» Instructions to follow
Extract every line below that includes the word "tree".

» Data provided
──────────────────────────────

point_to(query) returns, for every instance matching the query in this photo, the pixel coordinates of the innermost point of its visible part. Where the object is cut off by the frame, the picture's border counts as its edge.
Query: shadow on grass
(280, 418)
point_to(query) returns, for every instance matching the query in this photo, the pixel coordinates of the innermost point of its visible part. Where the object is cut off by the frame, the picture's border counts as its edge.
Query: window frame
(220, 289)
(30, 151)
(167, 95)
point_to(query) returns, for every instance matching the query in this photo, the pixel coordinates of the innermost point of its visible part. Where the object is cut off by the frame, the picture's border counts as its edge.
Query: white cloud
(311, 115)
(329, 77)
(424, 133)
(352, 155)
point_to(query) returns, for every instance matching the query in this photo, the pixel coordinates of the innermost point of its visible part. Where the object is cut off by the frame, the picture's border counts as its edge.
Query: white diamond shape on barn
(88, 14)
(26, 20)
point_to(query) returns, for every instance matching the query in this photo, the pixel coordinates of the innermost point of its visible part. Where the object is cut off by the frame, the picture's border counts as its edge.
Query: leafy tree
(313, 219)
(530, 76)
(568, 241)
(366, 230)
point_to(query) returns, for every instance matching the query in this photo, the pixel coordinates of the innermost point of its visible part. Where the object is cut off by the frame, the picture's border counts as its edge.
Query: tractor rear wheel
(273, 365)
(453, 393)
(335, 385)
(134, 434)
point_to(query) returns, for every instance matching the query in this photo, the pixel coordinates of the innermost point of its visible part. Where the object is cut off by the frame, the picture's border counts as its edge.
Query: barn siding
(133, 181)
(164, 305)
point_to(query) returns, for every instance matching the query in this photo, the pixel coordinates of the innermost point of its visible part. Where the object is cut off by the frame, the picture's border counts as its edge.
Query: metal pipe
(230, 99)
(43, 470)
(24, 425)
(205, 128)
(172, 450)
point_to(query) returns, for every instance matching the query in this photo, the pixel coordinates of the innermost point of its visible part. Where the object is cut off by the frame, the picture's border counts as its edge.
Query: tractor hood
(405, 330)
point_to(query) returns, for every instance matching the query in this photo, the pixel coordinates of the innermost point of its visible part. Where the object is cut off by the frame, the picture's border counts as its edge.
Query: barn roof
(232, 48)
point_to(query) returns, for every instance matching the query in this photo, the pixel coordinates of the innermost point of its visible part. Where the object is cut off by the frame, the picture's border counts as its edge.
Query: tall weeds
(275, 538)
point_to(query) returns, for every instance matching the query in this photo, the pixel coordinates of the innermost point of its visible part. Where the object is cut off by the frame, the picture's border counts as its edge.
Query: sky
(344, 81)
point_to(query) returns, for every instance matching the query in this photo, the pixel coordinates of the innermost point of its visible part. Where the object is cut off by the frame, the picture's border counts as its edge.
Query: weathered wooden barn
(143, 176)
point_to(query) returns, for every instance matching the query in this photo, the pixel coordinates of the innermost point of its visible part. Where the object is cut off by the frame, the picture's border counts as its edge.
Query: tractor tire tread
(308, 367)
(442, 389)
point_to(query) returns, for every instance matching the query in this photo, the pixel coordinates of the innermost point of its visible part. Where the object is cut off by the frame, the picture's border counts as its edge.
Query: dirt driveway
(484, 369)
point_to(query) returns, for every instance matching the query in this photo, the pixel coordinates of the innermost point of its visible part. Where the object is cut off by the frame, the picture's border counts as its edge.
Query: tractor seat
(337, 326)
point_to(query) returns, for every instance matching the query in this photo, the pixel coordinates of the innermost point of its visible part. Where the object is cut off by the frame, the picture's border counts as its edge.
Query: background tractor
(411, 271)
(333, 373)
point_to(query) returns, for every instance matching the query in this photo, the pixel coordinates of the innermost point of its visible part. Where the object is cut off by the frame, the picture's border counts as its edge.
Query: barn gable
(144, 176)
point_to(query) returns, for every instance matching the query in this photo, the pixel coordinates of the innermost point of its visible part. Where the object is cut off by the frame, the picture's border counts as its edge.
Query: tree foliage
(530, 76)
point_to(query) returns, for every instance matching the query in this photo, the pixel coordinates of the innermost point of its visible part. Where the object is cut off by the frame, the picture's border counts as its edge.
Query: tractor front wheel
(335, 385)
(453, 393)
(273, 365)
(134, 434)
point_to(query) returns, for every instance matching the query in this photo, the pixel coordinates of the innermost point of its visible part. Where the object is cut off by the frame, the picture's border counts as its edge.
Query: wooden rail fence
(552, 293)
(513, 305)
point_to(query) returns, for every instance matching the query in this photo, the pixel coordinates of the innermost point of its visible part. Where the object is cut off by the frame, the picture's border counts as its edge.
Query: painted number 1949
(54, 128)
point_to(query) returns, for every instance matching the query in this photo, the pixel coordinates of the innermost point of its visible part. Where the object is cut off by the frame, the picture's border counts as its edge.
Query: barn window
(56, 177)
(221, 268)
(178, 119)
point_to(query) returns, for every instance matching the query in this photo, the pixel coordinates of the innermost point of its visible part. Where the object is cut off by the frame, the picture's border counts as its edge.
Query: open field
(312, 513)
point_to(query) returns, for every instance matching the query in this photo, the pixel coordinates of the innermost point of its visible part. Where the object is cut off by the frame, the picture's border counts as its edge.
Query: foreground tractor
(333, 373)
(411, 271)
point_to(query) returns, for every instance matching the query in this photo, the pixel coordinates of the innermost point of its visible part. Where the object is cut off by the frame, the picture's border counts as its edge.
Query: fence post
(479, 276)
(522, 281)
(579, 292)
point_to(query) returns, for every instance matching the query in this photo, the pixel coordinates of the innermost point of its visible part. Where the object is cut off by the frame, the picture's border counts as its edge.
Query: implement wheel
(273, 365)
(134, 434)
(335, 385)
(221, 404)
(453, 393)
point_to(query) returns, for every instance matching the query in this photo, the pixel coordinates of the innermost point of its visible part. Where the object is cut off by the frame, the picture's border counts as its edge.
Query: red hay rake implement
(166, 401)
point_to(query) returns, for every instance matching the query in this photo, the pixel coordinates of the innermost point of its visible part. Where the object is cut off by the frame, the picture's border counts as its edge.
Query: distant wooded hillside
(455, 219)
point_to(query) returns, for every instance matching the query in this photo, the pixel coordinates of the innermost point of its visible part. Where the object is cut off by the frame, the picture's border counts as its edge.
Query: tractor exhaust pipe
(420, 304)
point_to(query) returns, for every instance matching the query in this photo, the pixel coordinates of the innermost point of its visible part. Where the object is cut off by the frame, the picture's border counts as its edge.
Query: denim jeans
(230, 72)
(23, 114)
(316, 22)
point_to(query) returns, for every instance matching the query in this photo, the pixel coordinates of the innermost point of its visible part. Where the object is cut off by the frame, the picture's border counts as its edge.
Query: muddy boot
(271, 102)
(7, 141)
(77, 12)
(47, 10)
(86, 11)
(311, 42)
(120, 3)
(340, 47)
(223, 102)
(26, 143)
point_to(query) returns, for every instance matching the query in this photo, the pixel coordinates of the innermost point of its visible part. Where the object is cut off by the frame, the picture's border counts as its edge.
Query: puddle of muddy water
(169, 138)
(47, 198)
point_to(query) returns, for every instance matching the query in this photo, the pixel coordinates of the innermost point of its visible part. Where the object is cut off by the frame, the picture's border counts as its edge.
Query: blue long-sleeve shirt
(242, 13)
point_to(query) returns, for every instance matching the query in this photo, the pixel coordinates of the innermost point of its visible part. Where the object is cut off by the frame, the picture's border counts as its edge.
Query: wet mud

──────────────────────────────

» Exercise result
Query: leafy tree
Query: tree foliage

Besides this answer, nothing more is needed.